#### [Work instruction]
Arrange every line of the records below as a Markdown table with the columns "Row" and "Text", numbering the rows in order and skipping blank lines.

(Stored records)
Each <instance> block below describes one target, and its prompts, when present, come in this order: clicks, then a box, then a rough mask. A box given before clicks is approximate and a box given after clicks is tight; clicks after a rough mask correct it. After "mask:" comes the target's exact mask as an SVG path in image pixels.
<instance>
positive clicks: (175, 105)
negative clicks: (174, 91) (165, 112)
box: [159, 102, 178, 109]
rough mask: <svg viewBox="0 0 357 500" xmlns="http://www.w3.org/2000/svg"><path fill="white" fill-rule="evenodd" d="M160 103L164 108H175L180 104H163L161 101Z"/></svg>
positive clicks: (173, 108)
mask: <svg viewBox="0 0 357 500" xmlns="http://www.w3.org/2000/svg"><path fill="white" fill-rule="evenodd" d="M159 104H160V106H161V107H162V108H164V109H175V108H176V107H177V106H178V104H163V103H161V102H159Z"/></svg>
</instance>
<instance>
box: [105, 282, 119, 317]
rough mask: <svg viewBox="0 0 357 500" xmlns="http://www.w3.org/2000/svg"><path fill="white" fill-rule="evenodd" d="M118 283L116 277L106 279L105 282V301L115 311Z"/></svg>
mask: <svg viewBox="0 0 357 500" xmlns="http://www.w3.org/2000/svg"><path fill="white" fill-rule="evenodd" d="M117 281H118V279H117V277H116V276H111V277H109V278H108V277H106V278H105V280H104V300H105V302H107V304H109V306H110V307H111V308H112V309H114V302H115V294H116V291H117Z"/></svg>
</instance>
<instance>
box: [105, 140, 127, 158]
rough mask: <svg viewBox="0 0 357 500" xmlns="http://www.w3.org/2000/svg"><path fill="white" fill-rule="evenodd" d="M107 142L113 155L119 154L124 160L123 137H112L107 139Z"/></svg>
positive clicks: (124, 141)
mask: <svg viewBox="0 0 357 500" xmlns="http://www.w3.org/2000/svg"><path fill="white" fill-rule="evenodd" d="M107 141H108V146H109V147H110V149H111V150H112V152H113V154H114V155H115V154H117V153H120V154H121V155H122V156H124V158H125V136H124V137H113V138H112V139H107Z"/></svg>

#### [Solution to this exercise]
| Row | Text |
|---|---|
| 1 | Each <instance> block below describes one target, and its prompts, when present, come in this order: clicks, then a box, then a rough mask. A box given before clicks is approximate and a box given after clicks is tight; clicks after a rough mask correct it. After "mask:" comes the target's exact mask as an SVG path in image pixels. |
| 2 | <instance> |
| 3 | positive clicks: (175, 105) |
| 4 | negative clicks: (174, 91) (165, 112) |
| 5 | box: [159, 102, 178, 109] |
| 6 | rough mask: <svg viewBox="0 0 357 500" xmlns="http://www.w3.org/2000/svg"><path fill="white" fill-rule="evenodd" d="M160 103L164 108H175L180 104H163L161 101Z"/></svg> |
| 7 | positive clicks: (173, 108) |
| 8 | mask: <svg viewBox="0 0 357 500" xmlns="http://www.w3.org/2000/svg"><path fill="white" fill-rule="evenodd" d="M159 104H160V106H161V107H162V108H164V109H175V108H176V107H177V106H178V104H163V103H161V102H159Z"/></svg> |
| 9 | </instance> |
| 10 | <instance> |
| 11 | box: [105, 282, 119, 317] |
| 12 | rough mask: <svg viewBox="0 0 357 500" xmlns="http://www.w3.org/2000/svg"><path fill="white" fill-rule="evenodd" d="M118 283L116 277L106 279L105 282V301L115 311Z"/></svg> |
| 13 | mask: <svg viewBox="0 0 357 500" xmlns="http://www.w3.org/2000/svg"><path fill="white" fill-rule="evenodd" d="M117 281H118V279H117V277H116V276H111V277H109V278H108V277H106V278H105V280H104V300H105V302H107V304H109V306H110V307H111V308H112V309H114V302H115V294H116V291H117Z"/></svg> |
| 14 | </instance> |
| 15 | <instance> |
| 16 | box: [105, 140, 127, 158] |
| 17 | rough mask: <svg viewBox="0 0 357 500" xmlns="http://www.w3.org/2000/svg"><path fill="white" fill-rule="evenodd" d="M107 142L113 155L119 154L124 160L123 137H112L107 139Z"/></svg> |
| 18 | positive clicks: (124, 141) |
| 19 | mask: <svg viewBox="0 0 357 500" xmlns="http://www.w3.org/2000/svg"><path fill="white" fill-rule="evenodd" d="M107 141H108V146H109V147H110V149H111V150H112V152H113V154H114V155H115V154H117V153H120V154H121V155H122V156H124V158H125V136H124V137H113V138H112V139H107Z"/></svg> |